- Requirement
Copy out all lines of the listing below that hold "sign".

--

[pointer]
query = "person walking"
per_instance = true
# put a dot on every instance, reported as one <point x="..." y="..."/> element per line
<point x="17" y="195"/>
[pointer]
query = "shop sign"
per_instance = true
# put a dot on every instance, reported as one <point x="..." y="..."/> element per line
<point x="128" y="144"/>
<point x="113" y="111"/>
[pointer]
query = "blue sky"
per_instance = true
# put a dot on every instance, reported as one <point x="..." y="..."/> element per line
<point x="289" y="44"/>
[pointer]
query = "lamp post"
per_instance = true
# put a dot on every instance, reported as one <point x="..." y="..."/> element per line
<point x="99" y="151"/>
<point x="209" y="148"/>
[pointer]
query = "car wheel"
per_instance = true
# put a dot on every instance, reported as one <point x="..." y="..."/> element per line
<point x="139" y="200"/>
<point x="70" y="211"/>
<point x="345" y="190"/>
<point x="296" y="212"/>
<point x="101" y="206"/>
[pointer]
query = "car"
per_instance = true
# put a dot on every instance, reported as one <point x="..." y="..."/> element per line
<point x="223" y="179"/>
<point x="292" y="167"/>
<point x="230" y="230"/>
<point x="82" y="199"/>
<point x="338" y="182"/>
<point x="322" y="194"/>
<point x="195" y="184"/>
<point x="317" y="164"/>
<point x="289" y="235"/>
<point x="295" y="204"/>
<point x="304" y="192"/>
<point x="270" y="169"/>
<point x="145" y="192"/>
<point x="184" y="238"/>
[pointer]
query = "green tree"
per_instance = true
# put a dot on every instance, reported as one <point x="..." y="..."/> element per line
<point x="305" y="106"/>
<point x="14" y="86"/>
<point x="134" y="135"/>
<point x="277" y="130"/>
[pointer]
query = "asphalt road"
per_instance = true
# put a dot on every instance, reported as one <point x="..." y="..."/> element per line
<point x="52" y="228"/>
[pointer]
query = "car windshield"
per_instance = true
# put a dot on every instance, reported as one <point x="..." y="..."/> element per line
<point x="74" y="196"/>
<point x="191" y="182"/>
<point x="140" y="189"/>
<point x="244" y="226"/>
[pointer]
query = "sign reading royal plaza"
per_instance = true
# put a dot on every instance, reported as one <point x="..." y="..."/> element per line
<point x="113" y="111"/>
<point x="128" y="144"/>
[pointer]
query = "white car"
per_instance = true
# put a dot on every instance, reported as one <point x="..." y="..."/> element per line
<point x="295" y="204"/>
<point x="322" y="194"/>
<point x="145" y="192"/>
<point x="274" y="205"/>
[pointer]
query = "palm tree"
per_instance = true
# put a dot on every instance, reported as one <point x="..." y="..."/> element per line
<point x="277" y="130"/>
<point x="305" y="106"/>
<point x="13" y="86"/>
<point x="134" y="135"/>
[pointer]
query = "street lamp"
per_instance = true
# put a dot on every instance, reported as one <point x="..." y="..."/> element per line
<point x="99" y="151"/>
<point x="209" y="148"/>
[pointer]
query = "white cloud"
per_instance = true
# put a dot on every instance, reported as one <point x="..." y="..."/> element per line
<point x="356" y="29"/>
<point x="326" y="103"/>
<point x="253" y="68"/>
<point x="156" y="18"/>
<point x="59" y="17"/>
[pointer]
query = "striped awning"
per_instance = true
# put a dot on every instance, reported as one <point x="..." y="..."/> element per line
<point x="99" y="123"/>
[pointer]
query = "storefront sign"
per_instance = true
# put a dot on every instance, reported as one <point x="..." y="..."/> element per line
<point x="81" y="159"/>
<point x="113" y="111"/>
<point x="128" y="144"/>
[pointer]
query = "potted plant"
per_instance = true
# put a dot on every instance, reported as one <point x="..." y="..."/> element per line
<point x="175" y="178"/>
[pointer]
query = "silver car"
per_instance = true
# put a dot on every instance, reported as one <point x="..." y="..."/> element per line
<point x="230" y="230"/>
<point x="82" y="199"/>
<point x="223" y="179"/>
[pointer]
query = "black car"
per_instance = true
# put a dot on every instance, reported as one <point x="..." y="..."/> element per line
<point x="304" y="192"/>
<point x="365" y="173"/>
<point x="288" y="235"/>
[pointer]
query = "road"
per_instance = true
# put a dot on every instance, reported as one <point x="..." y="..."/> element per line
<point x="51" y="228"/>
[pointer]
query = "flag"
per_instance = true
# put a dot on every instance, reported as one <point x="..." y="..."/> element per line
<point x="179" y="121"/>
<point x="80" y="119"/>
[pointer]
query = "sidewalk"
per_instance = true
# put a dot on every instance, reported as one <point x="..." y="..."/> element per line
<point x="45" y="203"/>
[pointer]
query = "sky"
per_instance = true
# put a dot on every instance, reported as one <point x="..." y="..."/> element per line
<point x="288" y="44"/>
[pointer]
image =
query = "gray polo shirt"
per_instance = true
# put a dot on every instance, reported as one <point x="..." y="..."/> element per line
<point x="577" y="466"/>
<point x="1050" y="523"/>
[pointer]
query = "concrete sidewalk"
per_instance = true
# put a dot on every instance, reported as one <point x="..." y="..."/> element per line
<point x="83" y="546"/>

--

- Solution for this exercise
query = "shop sign"
query = "sign reading royal plaza"
query = "storefront sign"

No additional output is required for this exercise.